*Jobs*.
- a) In the forum thread on solving sin(ax-b), what values does the poster give as the actual answer for a and b?
- b) Write what comes next in the forum thread on solving sin(ax-b), picking up after its last line.

*Source excerpt*.
# Solving sin(ax-b)

1. Aug 24, 2015

### adjacent

1. The problem statement, all variables and given/known data

The figure shows part of a curve with the equation $y=sin(ax-b)$ where $a>0$ and $0<b<\pi$. The curve cuts the x-axis at the points P, Q and R as shown.
Given that the coordinates of P, Q and R are
$\Big(\frac{\pi}{10},0\Big),\Big(\frac{3\pi}{5},0\Big)$ and $\Big(\frac{11\pi}{10},0\Big)$ respectively. Find the values of $a$ and $b$

2. Relevant equations

3. The attempt at a solution
I know how to solve the this if $ax-b$ was simply $x$.... $sin^{-1}(0)$ gives 0. So at the interval $0\leq x \leq 2\pi$ ,$x$ will be $\pi-0$(Which is pi)$, 0,2\pi$
But for this, I did:
$\text{let }\alpha = ax-b$
$sin^{-1}(0)=0$
So $\alpha= 0,\pi,2\pi$
Looking at the diagram, first point is $\Big(\frac{\pi}{10},0\Big)$ and the value of $x$ is $\frac{\pi}{10}$. Also the first solution for $\alpha$ is 0. Therefore:
$\alpha=0$
$a\frac{\pi}{10}-b=0$
$a\frac{3\pi}{5}-b=\pi$
Solving this simultaneously gives $a=\frac{10}{3}$ which is wrong. The actual answer is $a=2,b=\frac{\pi}{5}$ so my method is wrong somehow.
So what should I do?

*Recorded information*.

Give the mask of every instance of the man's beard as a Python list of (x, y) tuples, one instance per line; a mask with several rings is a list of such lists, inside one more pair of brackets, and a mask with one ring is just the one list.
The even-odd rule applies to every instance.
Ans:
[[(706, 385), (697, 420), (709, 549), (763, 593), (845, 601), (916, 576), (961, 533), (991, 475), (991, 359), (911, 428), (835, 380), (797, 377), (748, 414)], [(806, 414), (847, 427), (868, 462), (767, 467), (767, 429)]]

*Answers for the tasks*.
- a) a = 2 and b = π/5

- b)
Last edited: Aug 24, 2015
2. Aug 24, 2015

### SteamKing

Staff Emeritus
Hints:

1. The difference between R and P should equal the period of the sine function.
2. The quantity "b" is just a phase angle, which has no effect on the period of the function.

3. Aug 24, 2015

### adjacent

But what has this to do with the period of the sine function? Period of $sin(ax-b)$ is $\pi$ . What next?

4. Aug 24, 2015

### SteamKing

Staff Emeritus
The period of sin (x) is 2π. What must you do to the argument x to change the period of the sine function from 2π to just π?

5. Aug 24, 2015

### Staff: Mentor

Looks fine up to this point.
How did you get that answer?

6. Aug 24, 2015

### adjacent

Make it 2 :) This method is easy
Looks like I somehow did my simultaneous equation wrong.

I got the answer thanks SteamKing and mfb :)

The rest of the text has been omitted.